= Document extract =
The letters tend to be formal, and Wilder adds notes to enforce the illusion they are real. Yet he manages to create vivid characters in them. Cleopatra comes across very well, her exoticism demonstrated, and Wilder has fun with the women of Rome trying to decide if she is beautiful or not. Also stunningly brought to life is the young iconoclast poet Catallus and his premature death.
For me, the final perfect touch was the use of a direct quote from Tacitus - the only 'real' document in the dossier - to cover Caesar's assassination.
I don't know about other works by Thornton Wilder, but Ides of March is good enough in his own right to warrant restoration to the canon of great Twentieth Century American literature.
Sunday, 30 April 2017
Stoner - John Williams
Stoner is the Great American Novel that had to bide its time. Published in 1965, it had to wait more or less fifty years for its classic status to be recognised.
It explores familiar territory - the campus, secluded scholarship, the lost grandeur of the South - and it takes the two World Wars as its chronological frame.
William Stoner exceeds expectations when he gains admittance as a student to the University of Missouri in 1910. He comes from dirt-poor farming stock and initially studies agriculture. Then his eyes are opened to the wonders of English Literature - in his case the late Latin lyricists. Thereafter, he never leaves the university and never really revisits his youth, save to bury his parents and sell the farm. The University is his life, teaching his passion.
Classmates leave to serve in France in 1917. Stoner thinks long and hard and decides to stay. Twenty-four years later, of course, he is too old to serve, a married man with a daughter. And here we really comes to the central issue of the novel. Stoner is a good man, but he is not a good husband and lets himself get sidelined as a father. His life is study but he is a poor student of life. Williams' great gift is the creation of character. Stoner's wife Edith is a fragile Southern beauty and slightly deranged. Stoner loves her and she wants to love him, but they can't manage it, so they eke out an uneasy compromise and over the years they make it work. The daughter, Grace, on whom Stoner dotes, finds teenage pregnancy her only way out. The father of her child, a student at the University, does the right thing by Grace only to be killed in the war. Thereafter Grace takes to drink.

= Entries shown =
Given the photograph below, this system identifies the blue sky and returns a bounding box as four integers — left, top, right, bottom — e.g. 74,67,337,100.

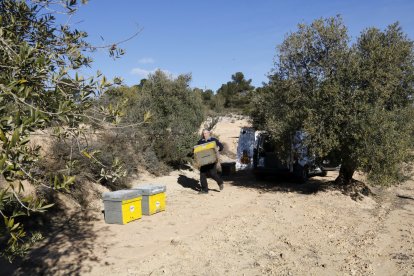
72,0,414,90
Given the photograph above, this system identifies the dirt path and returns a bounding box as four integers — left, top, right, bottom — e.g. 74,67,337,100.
0,115,414,276
4,171,414,275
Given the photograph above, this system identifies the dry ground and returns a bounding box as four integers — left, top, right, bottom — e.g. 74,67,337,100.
0,115,414,275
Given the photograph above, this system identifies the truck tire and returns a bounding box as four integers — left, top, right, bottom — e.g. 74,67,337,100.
293,164,309,183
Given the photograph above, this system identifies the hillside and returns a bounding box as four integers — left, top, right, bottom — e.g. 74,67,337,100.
1,115,414,275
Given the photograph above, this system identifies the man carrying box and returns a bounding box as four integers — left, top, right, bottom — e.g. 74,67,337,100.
197,129,223,194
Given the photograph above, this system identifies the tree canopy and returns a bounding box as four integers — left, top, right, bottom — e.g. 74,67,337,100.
253,17,414,184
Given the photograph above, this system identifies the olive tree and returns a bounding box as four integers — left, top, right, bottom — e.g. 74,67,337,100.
0,0,136,261
253,16,414,184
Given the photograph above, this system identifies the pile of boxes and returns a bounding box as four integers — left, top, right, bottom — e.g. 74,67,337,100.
102,185,166,224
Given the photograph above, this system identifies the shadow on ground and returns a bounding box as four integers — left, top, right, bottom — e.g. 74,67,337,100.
0,211,105,275
224,170,333,194
177,174,201,191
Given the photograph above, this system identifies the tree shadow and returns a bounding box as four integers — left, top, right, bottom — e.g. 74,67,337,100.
228,170,333,194
177,174,201,191
0,211,107,275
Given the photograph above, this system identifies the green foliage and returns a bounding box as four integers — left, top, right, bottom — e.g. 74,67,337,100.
99,71,205,169
253,17,414,185
0,0,129,261
138,71,204,165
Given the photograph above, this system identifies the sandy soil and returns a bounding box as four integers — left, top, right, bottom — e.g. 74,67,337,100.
0,117,414,275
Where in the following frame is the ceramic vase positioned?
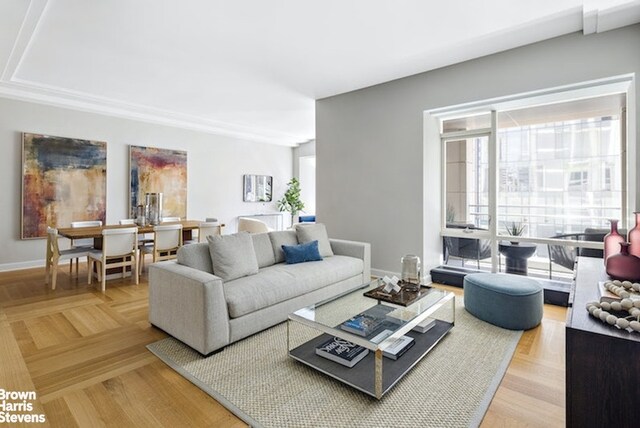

= Tasks and exercises =
**1)** Translate this sentence from the book reviews into French: "Stoner thinks long and hard and decides to stay."
**2)** According to the book reviews, in what year was Stoner published?
**3)** Continue the book reviews from the point where they stop.

= Written responses =
**1)** Stoner réfléchit longuement et décide de rester.

**2)** 1965

**3)**
Stoner's great love turns out to be another student, Katherine Driscoll, a free spirit and thoroughly grounded young woman. The only way to keep her is for him to leave Edith and leave the University. As a good man and a dedicated teacher, Stoner can do neither. He becomes embroiled in a feud with his head of department that lasts to the end of his career. And, ultimately, Stoner does what the protagonist in every Great American Novel has to do: he makes his peace and dies. And what a death! Gradually fading away with his long-forgotten text book in his hand. Magnificent. Profoundly moving.
How much of this is autobiographical we do not know. We know that Williams, too, was an academic and, like Stoner, he wrote far too little. Other than that, he is a mystery. His name is about as plain as it gets, and so is his prose style. But what his achieves with simple words is far more than the likes of Henry James achieved with all his frills and flamboyant vocabulary. Williams achieves deep truths and phenomenal beauty.
I'm having luck, recently, finding masterpieces. Stoner is definitely another.
Saturday, 16 November 2013
Hope of Heaven - John O'Hara
Like his contemporary Nathanael West, John O'Hara was a master of the novella in an age when the fashion was for full-length novels. So here he has to bundle the title novella with a load of his short stories. The stories are all very well - typical New Yorker fare - but my interest is in the novella.
The year is 1938 - Hope of Heaven came out the same year as the much better known Pal Joey. Malloy is a scriptwriter in Hollywood. He has money, he has a girl - not a Hollywood girl but a sensible girl who works in a bookshop and who lives with the brother she has to all intents and purposes raised. Then one day gets a call from a guy who claims to know his brother back home in Gibbsville. This Don Miller wants to meet up with Malloy but never quite gets there, and when he does he turns out to be called Schumacher. The real Don Miller lost his travel cheques; Schumacher found them and has been living off them ever since. He thinks someone's after him, a detective hired by the insurance company. Malloy has no interest in the guy or his problems.
Meanwhile Peggy's long-lost father pitches up, an ageing charmer with an anecdote for every occasion. Malloy sees through the facade but takes a shine to him all the same. And thus the seeds of tragedy are sown.
O'Hara is a tremendous writer, idiosyncratic yet amazingly readable. His characters are all utterly convincing and he takes them down unexpected byways. Seriously, strongly recommended.
Tuesday, 21 August 2012
A Rabbit Omnibus - John Updike (2)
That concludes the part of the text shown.